## Page excerpt:

::::::::::

POST-HANDOFF (New Agent):
10. Read latest checkpoint
11. Acknowledge checkpoint receipt
12. Resume from continuation_prompt
13. Create new checkpoint linking to parent

2.4 Recovery Protocol

FR-005: Failure Recovery Sequence

ON AGENT FAILURE:
1. Orchestrator detects agent termination (timeout, error, crash)
2. Retrieve last successful checkpoint
3. Analyze failure:
   - If recoverable: spawn new agent from checkpoint
   - If unrecoverable: mark task blocked, alert human
4. Log recovery attempt to compliance trail

ON CHECKPOINT CORRUPTION:
1. Detect via hash mismatch
2. Attempt recovery from last_successful_state reference
3. If chain broken: escalate to human intervention
4. Never silently continue with corrupt state

3. Non-Functional Requirements

3.1 Performance

Requirement	Specification
NFR-001	Checkpoint writes < 100ms p99
NFR-002	Checkpoint reads < 10ms p99
NFR-003	History queries < 100ms for 100 items
NFR-004	Support 1000+ concurrent checkpoints
NFR-005	Zero data loss on node failure (FoundationDB replication)

3.2 Reliability

Requirement	Specification
NFR-006	99.99% checkpoint service availability
NFR-007	Automatic retry on transient failures (3x with backoff)
NFR-008	Graceful degradation if FDB unavailable (queue locally)
NFR-009	Checkpoint validation on every read

3.3 Compliance

Requirement	Specification
NFR-010	FDA 21 CFR Part 11: Electronic signatures on checkpoints
NFR-011	HIPAA: Encryption at rest and in transit
NFR-012	SOC2: Complete audit trail of all state changes
NFR-013	Retention: Configurable per-task retention policy
NFR-014	Immutability: Finalized checkpoints cannot be modified

3.4 Observability

Requirement	Specification
NFR-015	Metrics: checkpoint_write_latency_ms histogram
NFR-016	Metrics: checkpoint_read_latency_ms histogram
NFR-017	Metrics: handoff_success_rate gauge
NFR-018	Metrics: recovery_attempts_total counter
NFR-019	Logs: Structured JSON for all checkpoint operations
NFR-020	Traces: Distributed tracing across agent handoffs

4. Implementation Steps

Phase 1: Schema and Storage (Week 1-2)

::::::::::

(Rows from a pointing dataset)
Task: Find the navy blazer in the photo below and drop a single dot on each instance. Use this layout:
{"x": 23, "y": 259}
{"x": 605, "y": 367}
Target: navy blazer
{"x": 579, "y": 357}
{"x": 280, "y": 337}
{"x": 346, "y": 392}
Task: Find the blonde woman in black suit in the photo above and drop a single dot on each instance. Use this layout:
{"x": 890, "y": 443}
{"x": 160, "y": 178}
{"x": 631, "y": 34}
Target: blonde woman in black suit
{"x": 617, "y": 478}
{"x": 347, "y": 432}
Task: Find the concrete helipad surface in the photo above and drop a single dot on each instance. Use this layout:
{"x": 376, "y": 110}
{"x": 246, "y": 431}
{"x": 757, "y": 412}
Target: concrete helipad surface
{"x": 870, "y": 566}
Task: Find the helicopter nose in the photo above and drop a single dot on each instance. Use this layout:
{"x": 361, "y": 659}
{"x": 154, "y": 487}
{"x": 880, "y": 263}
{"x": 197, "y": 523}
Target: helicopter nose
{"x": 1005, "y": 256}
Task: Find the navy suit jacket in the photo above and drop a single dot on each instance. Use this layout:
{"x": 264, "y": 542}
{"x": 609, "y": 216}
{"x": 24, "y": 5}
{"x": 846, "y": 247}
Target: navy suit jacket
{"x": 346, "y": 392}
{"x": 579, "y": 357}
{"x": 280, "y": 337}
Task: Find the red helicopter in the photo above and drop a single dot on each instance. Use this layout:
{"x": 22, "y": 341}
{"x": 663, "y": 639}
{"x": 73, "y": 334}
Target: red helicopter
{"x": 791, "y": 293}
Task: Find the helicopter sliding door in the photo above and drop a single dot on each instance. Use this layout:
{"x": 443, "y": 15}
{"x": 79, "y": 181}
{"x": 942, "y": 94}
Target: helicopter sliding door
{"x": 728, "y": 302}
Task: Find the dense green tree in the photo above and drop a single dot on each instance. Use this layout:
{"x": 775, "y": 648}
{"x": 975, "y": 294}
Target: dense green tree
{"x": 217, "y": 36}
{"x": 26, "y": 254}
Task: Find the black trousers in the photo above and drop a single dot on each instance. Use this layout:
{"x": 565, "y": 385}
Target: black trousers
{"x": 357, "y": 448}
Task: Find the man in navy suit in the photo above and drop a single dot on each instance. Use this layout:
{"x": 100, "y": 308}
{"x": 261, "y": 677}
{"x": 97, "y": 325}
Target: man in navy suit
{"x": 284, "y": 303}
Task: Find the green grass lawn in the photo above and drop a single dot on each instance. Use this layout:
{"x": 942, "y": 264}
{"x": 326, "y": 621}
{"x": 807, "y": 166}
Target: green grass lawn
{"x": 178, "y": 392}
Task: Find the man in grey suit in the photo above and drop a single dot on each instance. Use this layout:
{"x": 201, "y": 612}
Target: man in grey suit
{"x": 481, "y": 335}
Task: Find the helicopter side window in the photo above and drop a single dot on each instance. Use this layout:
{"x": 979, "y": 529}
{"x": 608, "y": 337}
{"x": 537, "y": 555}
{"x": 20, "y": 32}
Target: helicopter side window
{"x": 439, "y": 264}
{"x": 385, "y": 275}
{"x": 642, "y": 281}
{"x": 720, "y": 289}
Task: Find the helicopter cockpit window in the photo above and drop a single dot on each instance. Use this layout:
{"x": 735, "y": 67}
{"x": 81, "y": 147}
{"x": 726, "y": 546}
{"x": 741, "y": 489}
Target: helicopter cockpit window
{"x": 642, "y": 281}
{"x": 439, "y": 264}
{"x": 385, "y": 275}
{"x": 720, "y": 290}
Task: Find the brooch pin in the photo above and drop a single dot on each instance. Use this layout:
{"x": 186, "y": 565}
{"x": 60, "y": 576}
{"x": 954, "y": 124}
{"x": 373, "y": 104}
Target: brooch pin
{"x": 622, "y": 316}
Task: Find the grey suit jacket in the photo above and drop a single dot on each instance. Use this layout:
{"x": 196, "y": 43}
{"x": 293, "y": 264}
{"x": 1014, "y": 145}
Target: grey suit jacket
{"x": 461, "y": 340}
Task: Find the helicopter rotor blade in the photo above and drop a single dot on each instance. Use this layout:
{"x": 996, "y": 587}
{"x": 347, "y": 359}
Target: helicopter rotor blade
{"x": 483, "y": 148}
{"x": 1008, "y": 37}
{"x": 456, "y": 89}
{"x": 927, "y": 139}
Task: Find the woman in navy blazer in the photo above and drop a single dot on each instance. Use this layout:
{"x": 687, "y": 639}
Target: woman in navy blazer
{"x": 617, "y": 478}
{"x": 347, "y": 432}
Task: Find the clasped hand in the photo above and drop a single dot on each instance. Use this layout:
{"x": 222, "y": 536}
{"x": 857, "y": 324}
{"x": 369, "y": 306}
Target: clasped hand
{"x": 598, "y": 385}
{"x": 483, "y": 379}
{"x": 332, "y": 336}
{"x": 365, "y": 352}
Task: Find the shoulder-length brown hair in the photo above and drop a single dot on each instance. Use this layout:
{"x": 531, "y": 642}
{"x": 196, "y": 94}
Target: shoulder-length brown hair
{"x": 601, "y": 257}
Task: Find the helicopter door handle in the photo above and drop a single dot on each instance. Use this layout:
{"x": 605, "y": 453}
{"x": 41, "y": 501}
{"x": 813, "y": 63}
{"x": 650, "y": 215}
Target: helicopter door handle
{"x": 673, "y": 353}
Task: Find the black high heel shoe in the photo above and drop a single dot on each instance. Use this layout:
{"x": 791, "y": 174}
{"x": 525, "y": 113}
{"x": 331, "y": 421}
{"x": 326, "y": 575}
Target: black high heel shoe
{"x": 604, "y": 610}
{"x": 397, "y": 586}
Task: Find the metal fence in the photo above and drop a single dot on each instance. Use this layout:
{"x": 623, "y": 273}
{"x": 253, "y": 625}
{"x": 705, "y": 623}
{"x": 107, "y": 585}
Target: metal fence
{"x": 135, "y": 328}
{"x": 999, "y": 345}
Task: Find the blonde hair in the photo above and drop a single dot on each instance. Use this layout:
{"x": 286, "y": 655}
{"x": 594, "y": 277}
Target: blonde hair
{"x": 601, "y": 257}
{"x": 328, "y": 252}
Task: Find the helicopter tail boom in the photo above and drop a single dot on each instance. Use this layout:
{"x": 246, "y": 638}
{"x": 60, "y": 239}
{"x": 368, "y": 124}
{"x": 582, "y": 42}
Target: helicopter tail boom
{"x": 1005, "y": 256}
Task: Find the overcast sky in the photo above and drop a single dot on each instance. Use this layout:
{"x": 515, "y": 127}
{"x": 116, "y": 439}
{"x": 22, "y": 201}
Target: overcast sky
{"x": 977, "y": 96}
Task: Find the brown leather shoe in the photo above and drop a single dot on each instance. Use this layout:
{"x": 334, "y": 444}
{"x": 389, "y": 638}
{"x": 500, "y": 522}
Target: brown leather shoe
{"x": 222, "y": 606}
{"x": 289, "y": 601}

::::::::::

## What to work on:
(a) Set down, word for word, the lines of the records starting at the line that contains "Task: Find the brown" and ending with the final line of the records, both included.
(b) Extend the agent checkpointing requirements document past its last line.

## Response list:
(a)
Task: Find the brown leather shoe in the photo above and drop a single dot on each instance. Use this layout:
{"x": 334, "y": 444}
{"x": 389, "y": 638}
{"x": 500, "y": 522}
Target: brown leather shoe
{"x": 222, "y": 606}
{"x": 289, "y": 601}

(b)
Step 1.1: Define Checkpoint Schema
├── Create TypeScript/Rust types for Checkpoint
├── Define FoundationDB key structure:
│   └── /coditect/checkpoints/{task_id}/{checkpoint_id}
├── Implement serialization (MessagePack for efficiency)
└── Add schema versioning for forward compatibility

Step 1.2: Implement Storage Layer
├── Create CheckpointRepository interface
├── Implement FoundationDBCheckpointRepository
├── Add transaction handling for atomic writes
├── Implement optimistic locking for concurrent access
└── Add connection pooling and retry logic

Step 1.3: Add Compliance Layer
├── Implement SHA-256 hash generation
├── Add optional cryptographic signing
├── Create immutability enforcement (no updates after finalize)
└── Implement audit event emission

Phase 2: Checkpoint Operations (Week 3-4)

Step 2.1: Write Operations
├── Implement create_checkpoint()
│   ├── Validate schema
│   ├── Generate checkpoint_id (UUID v7)
│   ├── Calculate hash
│   ├── Write to FDB transactionally
│   └── Emit CHECKPOINT_CREATED event
├── Implement update_checkpoint()
│   ├── Verify checkpoint not finalized
│   ├── Merge partial state
│   ├── Recalculate hash
│   └── Write atomically
└── Implement finalize_checkpoint()
    ├── Mark as immutable
    ├── Apply retention policy
    └── Emit CHECKPOINT_FINALIZED event

Step 2.2: Read Operations
├── Implement get_checkpoint()
│   ├── Read from FDB
│   ├── Verify hash integrity
│   └── Deserialize and return
├── Implement get_latest_checkpoint()
│   ├── Query by task_id with ordering
│   └── Return most recent non-corrupt
├── Implement get_checkpoint_history()
│   ├── Range query with pagination
│   └── Build checkpoint chain
└── Implement search_checkpoints()
    ├── Secondary index queries
    └── Filter by agent, time, status

Phase 3: Handoff Protocol (Week 5-6)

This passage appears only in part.